--- REQUIRED WORK ---
(1) In the interview, which groups of voters does Shenk say the Democratic Party struggles with?
(2) Echo the portion of the interview starting with "SHENK: So, the" and going on through "almost right away.".
(3) Decide whether each statement agrees with the interview, answering yes or no and quoting the words that settle it: (a) Shenk is the author of a book called "Left Adrift." (b) Shenk says the dominant story held up well once he began researching his book. (c) According to the story Shenk describes, Democrats chose to pursue affluent suburbanites in the 1980s or 1990s.

--- EXTRACT ---
MICHEL MARTIN, CONTRIBUTOR: Thanks, Christiane. Tim Shenk, thank you so much for talking with us.

TIMOTHY SHENK, AUTHOR, “LEFT ADRIFT”: Thank you for having me.

MARTIN: So, your book is very much an argument against what you see as the prevailing narrative about the direction of the Democratic Party. So, just to get us started, would you tell us what you think that dominant narrative is? And then, I’m going to ask you obviously why you think it’s wrong.

SHENK: So, the core understanding of how Democrats got to where they are today, which is a party that does really well with educated professionals and often with poor voters, but struggles with the working and lower middle class. I think that the core story often argues that this happened sort of loss of support with working class voters took place because Democrats wanted it to, that somewhere in the ’60s or ’70s that Democrats win it all in on the pursuit of affluent college educated suburbanites, and that therefore, today, they’re almost being punished for their sins. And that’s a story that, to me, made a lot of sense before I started digging into the research for this book, but that started to fall apart almost right away.

MARTIN: OK. So, what do you think is right? If that’s wrong, what is correct in your view?

--- GIVEN INFORMATION ---
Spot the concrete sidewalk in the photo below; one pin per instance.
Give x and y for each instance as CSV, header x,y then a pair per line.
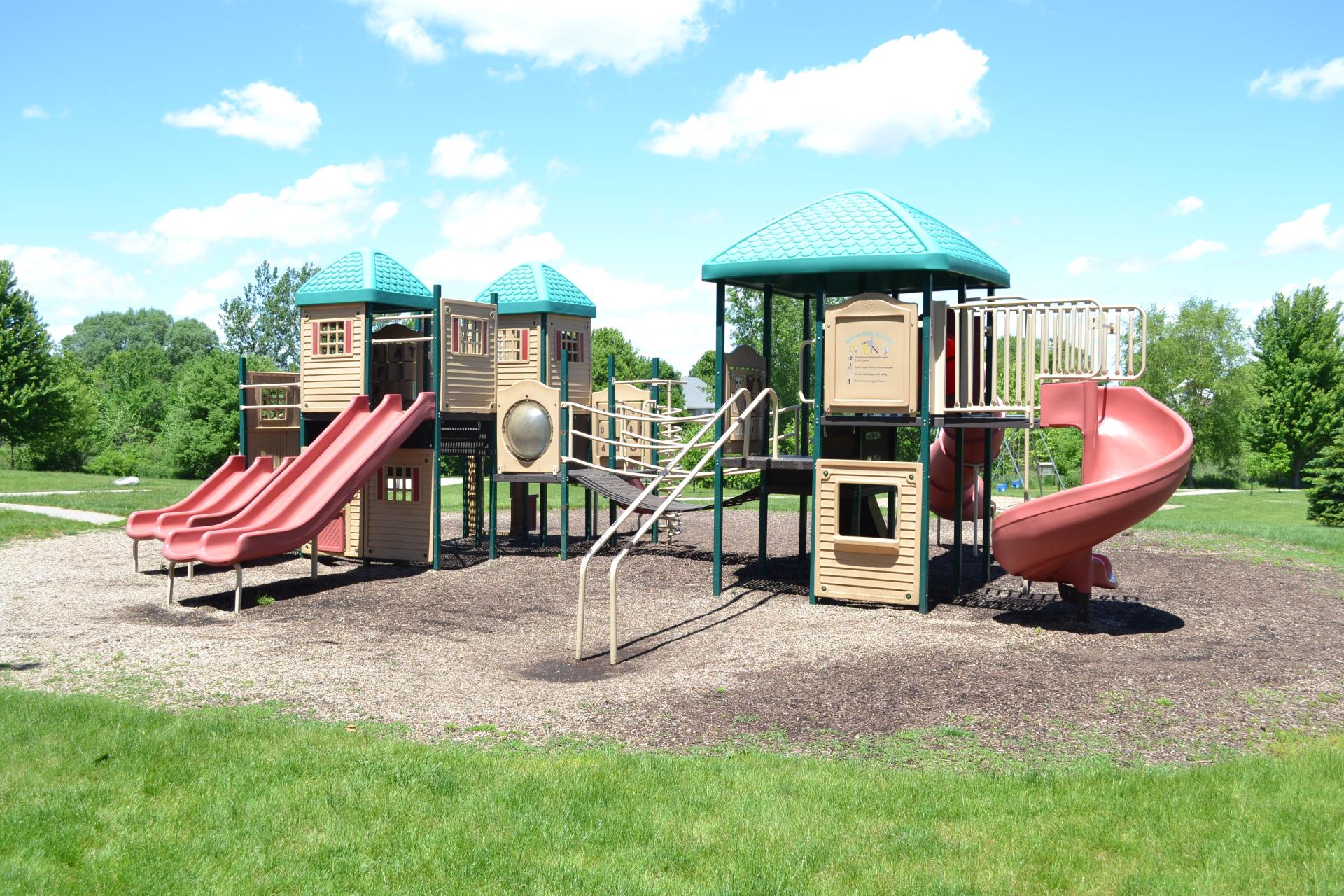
x,y
65,514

--- FINAL RESULTS ---
(1) The working and lower middle class.

(2)
SHENK: So, the core understanding of how Democrats got to where they are today, which is a party that does really well with educated professionals and often with poor voters, but struggles with the working and lower middle class. I think that the core story often argues that this happened sort of loss of support with working class voters took place because Democrats wanted it to, that somewhere in the ’60s or ’70s that Democrats win it all in on the pursuit of affluent college educated suburbanites, and that therefore, today, they’re almost being punished for their sins. And that’s a story that, to me, made a lot of sense before I started digging into the research for this book, but that started to fall apart almost right away.

(3)
(a) Yes: "TIMOTHY SHENK, AUTHOR, “LEFT ADRIFT”"
(b) No: "but that started to fall apart almost right away"
(c) No: "somewhere in the ’60s or ’70s that Democrats win it all in on the pursuit of affluent college educated suburbanites"